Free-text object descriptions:
★ ★ ★ ★ ★ ★ ★
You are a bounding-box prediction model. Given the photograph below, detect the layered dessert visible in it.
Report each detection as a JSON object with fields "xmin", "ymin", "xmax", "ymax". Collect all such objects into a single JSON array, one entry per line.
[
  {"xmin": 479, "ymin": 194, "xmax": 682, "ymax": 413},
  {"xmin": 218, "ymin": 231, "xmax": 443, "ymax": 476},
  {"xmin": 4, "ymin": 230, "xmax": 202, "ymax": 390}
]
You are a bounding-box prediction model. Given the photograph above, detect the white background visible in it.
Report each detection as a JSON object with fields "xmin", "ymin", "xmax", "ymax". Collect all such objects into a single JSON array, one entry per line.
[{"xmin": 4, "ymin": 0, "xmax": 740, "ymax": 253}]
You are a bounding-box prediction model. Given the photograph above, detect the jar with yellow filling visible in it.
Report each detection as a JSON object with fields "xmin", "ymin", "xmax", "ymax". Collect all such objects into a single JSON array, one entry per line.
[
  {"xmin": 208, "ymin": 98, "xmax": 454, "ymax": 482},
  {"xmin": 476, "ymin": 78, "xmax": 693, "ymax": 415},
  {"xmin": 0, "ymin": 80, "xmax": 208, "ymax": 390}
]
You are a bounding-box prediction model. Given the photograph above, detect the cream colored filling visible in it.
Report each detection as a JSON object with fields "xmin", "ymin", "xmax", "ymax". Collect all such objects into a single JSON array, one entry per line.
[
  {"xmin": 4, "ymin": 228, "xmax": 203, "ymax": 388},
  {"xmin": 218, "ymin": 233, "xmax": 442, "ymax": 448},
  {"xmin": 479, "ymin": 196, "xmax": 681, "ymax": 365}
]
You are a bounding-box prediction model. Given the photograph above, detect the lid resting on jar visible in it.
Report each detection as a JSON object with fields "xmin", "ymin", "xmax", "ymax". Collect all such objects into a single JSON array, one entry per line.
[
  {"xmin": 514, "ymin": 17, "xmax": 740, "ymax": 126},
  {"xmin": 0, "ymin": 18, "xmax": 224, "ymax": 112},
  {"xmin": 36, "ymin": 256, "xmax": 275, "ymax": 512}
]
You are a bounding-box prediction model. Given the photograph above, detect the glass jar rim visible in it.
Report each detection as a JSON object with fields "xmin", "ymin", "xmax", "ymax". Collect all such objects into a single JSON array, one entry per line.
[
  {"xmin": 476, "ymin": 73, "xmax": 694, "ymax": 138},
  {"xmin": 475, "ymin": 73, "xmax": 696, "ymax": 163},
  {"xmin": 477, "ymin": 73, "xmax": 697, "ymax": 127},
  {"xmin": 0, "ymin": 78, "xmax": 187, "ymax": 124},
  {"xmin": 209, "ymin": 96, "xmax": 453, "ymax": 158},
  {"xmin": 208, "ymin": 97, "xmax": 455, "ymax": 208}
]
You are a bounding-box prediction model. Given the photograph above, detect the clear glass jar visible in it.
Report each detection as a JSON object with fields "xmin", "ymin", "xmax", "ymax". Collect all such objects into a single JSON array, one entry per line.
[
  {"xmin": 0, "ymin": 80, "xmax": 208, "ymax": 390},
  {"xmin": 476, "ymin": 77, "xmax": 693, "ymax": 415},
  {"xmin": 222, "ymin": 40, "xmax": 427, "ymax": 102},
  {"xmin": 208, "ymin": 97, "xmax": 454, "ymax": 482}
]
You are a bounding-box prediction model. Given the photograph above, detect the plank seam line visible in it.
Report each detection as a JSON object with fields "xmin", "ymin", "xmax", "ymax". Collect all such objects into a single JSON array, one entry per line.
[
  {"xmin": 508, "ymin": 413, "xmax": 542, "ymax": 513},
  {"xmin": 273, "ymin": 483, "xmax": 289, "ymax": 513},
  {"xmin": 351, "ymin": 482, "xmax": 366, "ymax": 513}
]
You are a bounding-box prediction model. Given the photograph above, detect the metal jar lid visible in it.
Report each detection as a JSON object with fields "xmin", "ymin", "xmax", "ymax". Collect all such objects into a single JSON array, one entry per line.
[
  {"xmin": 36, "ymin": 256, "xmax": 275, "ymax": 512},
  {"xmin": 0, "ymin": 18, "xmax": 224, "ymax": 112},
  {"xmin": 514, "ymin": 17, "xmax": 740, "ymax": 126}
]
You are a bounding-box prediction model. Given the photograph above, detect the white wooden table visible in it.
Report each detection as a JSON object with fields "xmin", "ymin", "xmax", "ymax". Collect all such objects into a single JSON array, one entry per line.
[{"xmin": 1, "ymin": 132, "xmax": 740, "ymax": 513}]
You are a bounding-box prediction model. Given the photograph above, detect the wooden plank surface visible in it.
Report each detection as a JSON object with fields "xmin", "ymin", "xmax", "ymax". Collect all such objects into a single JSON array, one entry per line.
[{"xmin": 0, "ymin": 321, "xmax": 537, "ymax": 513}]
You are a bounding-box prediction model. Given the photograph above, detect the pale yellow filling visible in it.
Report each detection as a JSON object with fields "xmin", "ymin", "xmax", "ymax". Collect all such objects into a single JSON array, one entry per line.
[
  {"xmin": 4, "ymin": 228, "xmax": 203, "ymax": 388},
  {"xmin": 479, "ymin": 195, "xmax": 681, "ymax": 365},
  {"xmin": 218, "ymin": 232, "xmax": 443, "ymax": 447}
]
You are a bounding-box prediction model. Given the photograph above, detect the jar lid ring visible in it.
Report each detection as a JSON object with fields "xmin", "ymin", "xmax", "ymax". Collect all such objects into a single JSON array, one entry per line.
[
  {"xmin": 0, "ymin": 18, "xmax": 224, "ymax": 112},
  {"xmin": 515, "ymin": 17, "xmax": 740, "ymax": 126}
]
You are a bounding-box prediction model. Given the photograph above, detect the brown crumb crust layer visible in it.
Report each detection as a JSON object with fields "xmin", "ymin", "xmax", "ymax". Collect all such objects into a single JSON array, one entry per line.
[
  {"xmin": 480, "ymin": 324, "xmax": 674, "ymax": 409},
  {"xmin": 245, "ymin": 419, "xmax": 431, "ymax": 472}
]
★ ★ ★ ★ ★ ★ ★
Output the data once more, exactly as given.

» Solution to this task
You are a bounding-box prediction model. Given the photograph below, detect the layered dessert visible in it.
Report each detection as a JSON object with fields "xmin", "ymin", "xmax", "ymax". Collect all such objects into a single JSON array, one entry per line.
[
  {"xmin": 479, "ymin": 194, "xmax": 682, "ymax": 413},
  {"xmin": 218, "ymin": 231, "xmax": 443, "ymax": 476},
  {"xmin": 4, "ymin": 230, "xmax": 202, "ymax": 390}
]
You are a bounding-box prediction model. Given the photograph above, detect the white background visible in it.
Report each detection as a JSON object with fields "xmin", "ymin", "xmax", "ymax". Collect all such objects into a single JSON array, one entry per line.
[{"xmin": 4, "ymin": 0, "xmax": 740, "ymax": 253}]
You are a bounding-box prediction model. Given the photograph above, detect the jar with yellow filling visible in it.
Report each detection as a JSON object with fields "xmin", "ymin", "xmax", "ymax". Collect all such objects into a single JSON array, one entry per line.
[
  {"xmin": 208, "ymin": 98, "xmax": 454, "ymax": 482},
  {"xmin": 476, "ymin": 78, "xmax": 693, "ymax": 415},
  {"xmin": 0, "ymin": 80, "xmax": 208, "ymax": 390}
]
You are a bounding-box prediction model. Given the photograph above, detect the cream colored filling visible in it.
Report each detection as a JSON object with fields "xmin", "ymin", "xmax", "ymax". Collect all such objects into a single JSON array, one entry per line.
[
  {"xmin": 4, "ymin": 228, "xmax": 203, "ymax": 388},
  {"xmin": 218, "ymin": 233, "xmax": 442, "ymax": 448},
  {"xmin": 479, "ymin": 196, "xmax": 681, "ymax": 365}
]
You are a bounding-box prediction model. Given the photograph above, detect the lid resting on jar visible in it.
Report each detection as a JSON object with fields "xmin", "ymin", "xmax", "ymax". Collect all such objects into a single JSON array, one entry per line.
[
  {"xmin": 514, "ymin": 17, "xmax": 740, "ymax": 126},
  {"xmin": 0, "ymin": 18, "xmax": 224, "ymax": 112},
  {"xmin": 36, "ymin": 256, "xmax": 275, "ymax": 512}
]
You are a bounding-box prediction model. Given the photograph above, detect the glass jar rim visible in it.
Report each detection as a JSON object with fields "xmin", "ymin", "xmax", "ymax". Collect all such objects into a single JSON array, one entry per line.
[
  {"xmin": 476, "ymin": 73, "xmax": 694, "ymax": 138},
  {"xmin": 475, "ymin": 73, "xmax": 696, "ymax": 163},
  {"xmin": 477, "ymin": 73, "xmax": 697, "ymax": 127},
  {"xmin": 0, "ymin": 78, "xmax": 187, "ymax": 124},
  {"xmin": 209, "ymin": 96, "xmax": 453, "ymax": 158},
  {"xmin": 208, "ymin": 97, "xmax": 455, "ymax": 208}
]
You are a bounding-box prediction model. Given the photograph above, detect the clear glass jar visible in it.
Report each detection as a JSON object with fields "xmin", "ymin", "xmax", "ymax". Collect all such objects into a single JSON array, one entry per line.
[
  {"xmin": 0, "ymin": 80, "xmax": 208, "ymax": 390},
  {"xmin": 476, "ymin": 77, "xmax": 693, "ymax": 415},
  {"xmin": 222, "ymin": 40, "xmax": 427, "ymax": 102},
  {"xmin": 208, "ymin": 97, "xmax": 454, "ymax": 482}
]
You are a bounding-box prediction model. Given the photograph above, detect the plank seam line visible in it.
Report each detection as a JSON object with fields "xmin", "ymin", "xmax", "ymax". Collect all such objects into a single JSON array, one entry per line.
[
  {"xmin": 508, "ymin": 413, "xmax": 542, "ymax": 513},
  {"xmin": 273, "ymin": 483, "xmax": 289, "ymax": 513},
  {"xmin": 351, "ymin": 482, "xmax": 366, "ymax": 513}
]
You are a bounding-box prediction model. Given the photograph above, detect the metal jar lid visible in it.
Report each detection as a JSON object with fields "xmin", "ymin", "xmax", "ymax". Collect all such objects into a single JSON array, one entry per line.
[
  {"xmin": 36, "ymin": 256, "xmax": 275, "ymax": 512},
  {"xmin": 0, "ymin": 18, "xmax": 224, "ymax": 112},
  {"xmin": 514, "ymin": 17, "xmax": 740, "ymax": 126}
]
You are a bounding-box prediction model. Given the photograph above, detect the white wooden table visible in it.
Report each detection as a JSON object with fields "xmin", "ymin", "xmax", "ymax". Collect all such objects into a single JSON array, one entry per line.
[{"xmin": 1, "ymin": 132, "xmax": 740, "ymax": 513}]
You are a bounding-box prediction model. Given the photograph above, detect the wooden plank surface visible in it.
Report each detection as a JSON object with fields "xmin", "ymin", "xmax", "ymax". Collect all such objects into a single JSON array, one entry per line.
[{"xmin": 0, "ymin": 321, "xmax": 537, "ymax": 513}]
You are a bounding-box prediction model. Given the photograph above, detect the pale yellow filling visible in it.
Report each detection as a JSON object with fields "xmin", "ymin", "xmax", "ymax". Collect all such objects into a single JSON array, one entry per line.
[
  {"xmin": 4, "ymin": 228, "xmax": 203, "ymax": 388},
  {"xmin": 479, "ymin": 195, "xmax": 681, "ymax": 365},
  {"xmin": 218, "ymin": 232, "xmax": 443, "ymax": 447}
]
You are a bounding-box prediction model. Given the photograph above, detect the jar lid ring visible in it.
Report each detection as a JSON object with fields "xmin", "ymin", "xmax", "ymax". Collect all such objects into a single JSON array, one entry per line.
[
  {"xmin": 0, "ymin": 18, "xmax": 224, "ymax": 112},
  {"xmin": 515, "ymin": 17, "xmax": 740, "ymax": 126}
]
You are a bounding-box prediction model. Given the photograph above, detect the brown crumb crust layer visible in it.
Report each detection as a JSON object with fields "xmin", "ymin", "xmax", "ymax". Collect all such objects into a single JSON array, one entry per line.
[
  {"xmin": 480, "ymin": 324, "xmax": 674, "ymax": 409},
  {"xmin": 245, "ymin": 419, "xmax": 431, "ymax": 472}
]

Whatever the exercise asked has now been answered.